[Exercise description]
Repeat all of the records below with "one marker apiece" swapped for "a single marker each" and everything else unchanged.

[Dataset rows]
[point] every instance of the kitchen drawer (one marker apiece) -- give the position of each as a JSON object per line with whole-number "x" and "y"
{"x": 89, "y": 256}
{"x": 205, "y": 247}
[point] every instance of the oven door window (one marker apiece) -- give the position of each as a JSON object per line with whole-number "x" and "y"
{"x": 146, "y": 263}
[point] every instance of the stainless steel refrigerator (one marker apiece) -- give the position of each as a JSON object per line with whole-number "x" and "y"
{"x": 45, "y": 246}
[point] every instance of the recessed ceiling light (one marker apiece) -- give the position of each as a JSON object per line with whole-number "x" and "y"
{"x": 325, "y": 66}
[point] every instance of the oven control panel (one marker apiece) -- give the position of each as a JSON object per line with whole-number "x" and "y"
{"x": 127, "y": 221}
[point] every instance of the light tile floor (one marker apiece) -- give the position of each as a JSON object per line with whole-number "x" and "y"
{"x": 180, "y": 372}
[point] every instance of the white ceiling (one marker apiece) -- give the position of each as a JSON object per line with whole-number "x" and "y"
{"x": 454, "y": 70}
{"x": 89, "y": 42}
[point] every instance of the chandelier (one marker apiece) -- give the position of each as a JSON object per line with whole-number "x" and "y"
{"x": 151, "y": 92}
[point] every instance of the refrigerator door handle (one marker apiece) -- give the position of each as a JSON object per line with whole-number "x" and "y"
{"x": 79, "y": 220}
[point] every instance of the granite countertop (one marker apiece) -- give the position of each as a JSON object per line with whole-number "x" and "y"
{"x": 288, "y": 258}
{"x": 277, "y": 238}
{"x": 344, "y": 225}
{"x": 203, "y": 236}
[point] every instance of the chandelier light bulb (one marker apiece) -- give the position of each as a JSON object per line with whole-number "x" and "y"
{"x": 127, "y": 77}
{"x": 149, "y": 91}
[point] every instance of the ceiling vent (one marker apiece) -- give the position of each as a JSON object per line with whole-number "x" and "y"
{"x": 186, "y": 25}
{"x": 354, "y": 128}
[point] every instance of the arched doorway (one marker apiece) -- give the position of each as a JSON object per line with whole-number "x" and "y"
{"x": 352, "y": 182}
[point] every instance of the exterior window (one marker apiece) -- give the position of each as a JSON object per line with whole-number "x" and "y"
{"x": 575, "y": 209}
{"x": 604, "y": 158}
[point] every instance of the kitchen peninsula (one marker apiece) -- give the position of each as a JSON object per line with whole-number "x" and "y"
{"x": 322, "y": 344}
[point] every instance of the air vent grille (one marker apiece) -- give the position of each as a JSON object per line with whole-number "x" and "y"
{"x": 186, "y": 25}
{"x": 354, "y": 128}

[Result of this exercise]
[point] every instance of the kitchen drawer (a single marker each) -- give the position of each as a JSON object per line with whole-number "x" and "y"
{"x": 89, "y": 256}
{"x": 205, "y": 247}
[point] every instance of the oven door window (a single marker each) -- give the position of each as a JSON object per line with whole-number "x" and "y"
{"x": 146, "y": 263}
[point] every instance of the stainless steel refrigerator (a single marker each) -- give the position of each as a JSON object per line with whole-number "x" and "y"
{"x": 45, "y": 246}
[point] every instance of the recessed ceiling light (a single marker each) -- give the position of each as a JSON object per line with whole-number "x" and "y"
{"x": 325, "y": 66}
[point] every instance of the oven control panel (a single marker each) -- give the position of each as a JSON object per line with whole-number "x" and "y"
{"x": 127, "y": 221}
[point] every instance of the light tile floor (a single marker each) -- give the position of each as a JSON object per line with whole-number "x" and "y"
{"x": 180, "y": 372}
[point] every instance of the white ceiling (a single marker each) -- give the position of each as a JSON object per line with whole-number "x" and "y"
{"x": 454, "y": 70}
{"x": 89, "y": 42}
[point] every instance of the chandelier (a single marker each) -- give the position of each as a JSON object per line with whole-number "x" and "y"
{"x": 151, "y": 92}
[point] every instance of the refrigerator door handle (a single marker each) -- give the position of each as a JSON object per line with whole-number "x" and "y"
{"x": 79, "y": 220}
[point] every instance of the granite countertop (a single marker each) -- give the position of each as a JSON object per line with whole-number "x" and "y"
{"x": 288, "y": 258}
{"x": 277, "y": 238}
{"x": 344, "y": 225}
{"x": 203, "y": 236}
[point] every instance of the chandelier light bulb (a single marker each) -- give the position of each as a JSON object per line with whole-number "x" and "y"
{"x": 127, "y": 77}
{"x": 149, "y": 91}
[point] every instance of the ceiling vent (a single marker each) -- give the position of each as a JSON object per line with whole-number "x" and "y"
{"x": 186, "y": 25}
{"x": 354, "y": 128}
[point] every instance of the arched doorway (a single marker each) -- give the position of each as a JSON object per line with whole-number "x" and "y"
{"x": 352, "y": 182}
[point] every instance of the exterior window (a single marker each) -- give the position of each as a JSON object per line with whole-number "x" and "y"
{"x": 575, "y": 209}
{"x": 604, "y": 158}
[point] every instance of the kitchen peninsula (a single marker each) -- give the position of each as a JSON object per line with whole-number "x" and "y"
{"x": 322, "y": 344}
[point] every instance of the air vent grille (a single marker each) -- give the position of each as a JSON object per line with whole-number "x" and "y"
{"x": 186, "y": 25}
{"x": 354, "y": 128}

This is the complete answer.